# [Aim of the task]
Swap every "dark hair" in the listing below for "black hair" and leave every other word unchanged. Omit the pictures from your answer.

# [Source records]
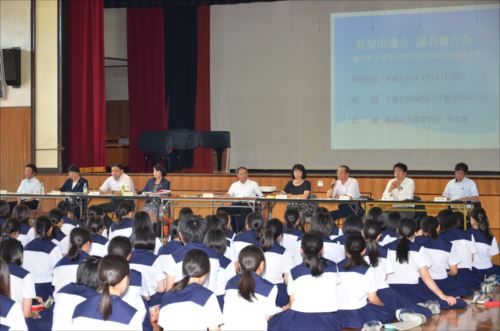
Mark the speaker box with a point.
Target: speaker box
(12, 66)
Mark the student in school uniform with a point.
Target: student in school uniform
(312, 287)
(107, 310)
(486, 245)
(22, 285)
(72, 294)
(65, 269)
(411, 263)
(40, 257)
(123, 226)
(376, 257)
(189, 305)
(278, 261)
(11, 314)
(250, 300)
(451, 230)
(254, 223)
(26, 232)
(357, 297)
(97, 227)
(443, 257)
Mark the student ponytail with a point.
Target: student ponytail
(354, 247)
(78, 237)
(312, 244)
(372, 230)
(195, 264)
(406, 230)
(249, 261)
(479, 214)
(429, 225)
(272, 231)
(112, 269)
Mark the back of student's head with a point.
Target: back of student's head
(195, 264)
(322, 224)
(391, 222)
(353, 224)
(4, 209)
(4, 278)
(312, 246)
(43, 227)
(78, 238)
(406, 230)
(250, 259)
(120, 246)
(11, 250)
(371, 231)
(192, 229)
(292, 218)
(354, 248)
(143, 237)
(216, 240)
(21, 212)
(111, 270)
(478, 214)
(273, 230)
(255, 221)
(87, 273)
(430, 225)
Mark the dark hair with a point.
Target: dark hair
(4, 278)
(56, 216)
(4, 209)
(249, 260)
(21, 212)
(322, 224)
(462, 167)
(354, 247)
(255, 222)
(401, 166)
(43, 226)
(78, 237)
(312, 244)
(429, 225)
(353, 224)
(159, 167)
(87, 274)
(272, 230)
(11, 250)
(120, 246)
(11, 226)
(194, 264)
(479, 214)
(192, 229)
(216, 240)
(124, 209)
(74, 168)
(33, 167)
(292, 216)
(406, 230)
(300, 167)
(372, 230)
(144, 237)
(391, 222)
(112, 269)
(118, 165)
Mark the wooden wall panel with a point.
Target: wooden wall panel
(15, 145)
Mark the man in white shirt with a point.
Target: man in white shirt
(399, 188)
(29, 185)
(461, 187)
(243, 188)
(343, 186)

# [Output for this task]
Mark the speaker box with a point.
Target: speaker box
(12, 66)
Mark the student in school uniform with a point.
Target: student in school uniform
(312, 287)
(107, 310)
(486, 245)
(22, 285)
(72, 294)
(65, 269)
(411, 263)
(40, 257)
(123, 226)
(376, 257)
(189, 305)
(278, 261)
(11, 314)
(250, 300)
(451, 230)
(254, 223)
(26, 232)
(357, 297)
(97, 227)
(443, 257)
Mark the student ponytail with a point.
Target: student ponytail
(354, 247)
(78, 237)
(312, 244)
(372, 230)
(195, 264)
(406, 230)
(249, 261)
(479, 214)
(429, 225)
(272, 231)
(112, 269)
Mark the back of student's head with a point.
Target: back of student's head
(195, 264)
(322, 224)
(391, 222)
(353, 224)
(4, 209)
(4, 278)
(312, 246)
(43, 227)
(78, 238)
(406, 230)
(250, 259)
(120, 246)
(11, 250)
(371, 231)
(192, 229)
(292, 218)
(354, 248)
(143, 237)
(216, 240)
(21, 212)
(111, 270)
(478, 214)
(273, 230)
(255, 221)
(87, 273)
(430, 225)
Mark the black hair with a point.
Target: black hair
(4, 278)
(56, 216)
(4, 209)
(249, 260)
(21, 212)
(322, 224)
(462, 167)
(354, 247)
(255, 222)
(401, 166)
(43, 226)
(78, 237)
(312, 244)
(429, 225)
(353, 224)
(159, 167)
(87, 274)
(272, 230)
(11, 250)
(120, 246)
(11, 226)
(194, 264)
(479, 214)
(192, 229)
(216, 240)
(124, 209)
(74, 168)
(33, 167)
(292, 216)
(406, 230)
(300, 167)
(372, 230)
(144, 237)
(391, 222)
(112, 269)
(118, 165)
Mark the wooden wall panel with a point.
Target: wooden wall panel
(15, 145)
Mark the man in white shirt with a point.
Target: man in white shirt
(399, 188)
(29, 185)
(461, 187)
(243, 188)
(343, 186)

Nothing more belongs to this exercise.